• _Exercise description_
Rename "necktie" to "tie" throughout the material below, and reproduce everything else unchanged.

Object location annotation data:
○ ○ ○
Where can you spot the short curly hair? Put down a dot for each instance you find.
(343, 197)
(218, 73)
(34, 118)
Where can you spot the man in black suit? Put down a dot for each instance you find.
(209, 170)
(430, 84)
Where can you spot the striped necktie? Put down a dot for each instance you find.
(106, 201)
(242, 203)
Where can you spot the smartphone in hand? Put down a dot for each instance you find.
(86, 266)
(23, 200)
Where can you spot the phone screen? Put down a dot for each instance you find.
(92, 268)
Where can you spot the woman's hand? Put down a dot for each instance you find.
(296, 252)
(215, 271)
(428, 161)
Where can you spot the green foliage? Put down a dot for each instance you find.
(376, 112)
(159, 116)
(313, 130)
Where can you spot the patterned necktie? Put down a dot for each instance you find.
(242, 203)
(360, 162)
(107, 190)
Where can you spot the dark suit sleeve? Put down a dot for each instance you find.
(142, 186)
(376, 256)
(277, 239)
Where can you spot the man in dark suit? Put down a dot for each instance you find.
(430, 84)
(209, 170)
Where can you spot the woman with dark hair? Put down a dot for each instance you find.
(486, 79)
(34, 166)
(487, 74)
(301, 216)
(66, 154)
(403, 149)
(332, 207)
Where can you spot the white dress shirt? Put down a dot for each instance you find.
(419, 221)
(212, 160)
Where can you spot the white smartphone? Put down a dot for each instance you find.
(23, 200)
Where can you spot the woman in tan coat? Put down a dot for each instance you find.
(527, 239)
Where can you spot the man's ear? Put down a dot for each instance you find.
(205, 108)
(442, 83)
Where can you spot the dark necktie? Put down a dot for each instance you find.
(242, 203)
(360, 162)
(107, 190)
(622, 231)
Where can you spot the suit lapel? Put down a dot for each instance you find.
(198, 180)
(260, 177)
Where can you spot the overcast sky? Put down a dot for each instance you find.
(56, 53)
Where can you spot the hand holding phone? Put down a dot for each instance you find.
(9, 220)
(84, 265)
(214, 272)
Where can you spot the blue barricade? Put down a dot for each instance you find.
○ ○ ○
• _Solution for this task_
Where can you spot the short curly hair? Put down a dot for each instance you find.
(343, 197)
(218, 73)
(34, 118)
Where can you spot the man in black suit? Put down a dot for each instance you find.
(209, 170)
(430, 84)
Where can you spot the striped tie? Put down a dot for each instance you find.
(106, 201)
(242, 203)
Where can you spot the smartphone in hand? Put down a dot for each instance you find.
(86, 266)
(23, 200)
Where can you spot the phone screen? Put down a dot for each instance you find.
(92, 268)
Where can you spot the woman's hand? Put down a dot for each instance you find.
(296, 252)
(215, 271)
(428, 161)
Where can you spot the green foliage? Put down a dot for each instance you find.
(376, 112)
(159, 116)
(313, 130)
Where can you spot the patterned tie? Put down a dot for each instance you find.
(242, 203)
(360, 162)
(107, 190)
Where can you spot the dark suit sleeve? Put down a dot for each instance you find.
(142, 186)
(376, 256)
(277, 239)
Where can you spot the man in dark suit? Put down a dot for each instance you find.
(430, 84)
(209, 170)
Where can you spot the woman with dark hair? Put down a dot for each instance you find.
(486, 79)
(34, 166)
(487, 74)
(301, 216)
(66, 154)
(403, 149)
(332, 207)
Where can you spot the white dress shirt? Put down a dot for each instance you find.
(419, 221)
(212, 160)
Where can you spot the white smartphone? Put down a dot for each instance you find.
(23, 200)
Where can you spot the woman in tan coat? Put down a dot for each instance you find.
(527, 239)
Where can you spot the man's ear? Put down a dot for each instance you find.
(205, 108)
(442, 83)
Where can you spot the dark tie? Put down a dot for each instance you find.
(242, 203)
(360, 162)
(107, 190)
(622, 231)
Where can you spot the suit lapel? Put down a dot for each instance you find.
(198, 180)
(260, 177)
Where can you spot the overcast sky? Put down a dot for each instance you find.
(56, 53)
Where can you spot the hand holding phone? Put down a dot for each instance you find.
(9, 220)
(84, 265)
(214, 272)
Where can you spot the blue barricade? Put down a dot for each instance you find.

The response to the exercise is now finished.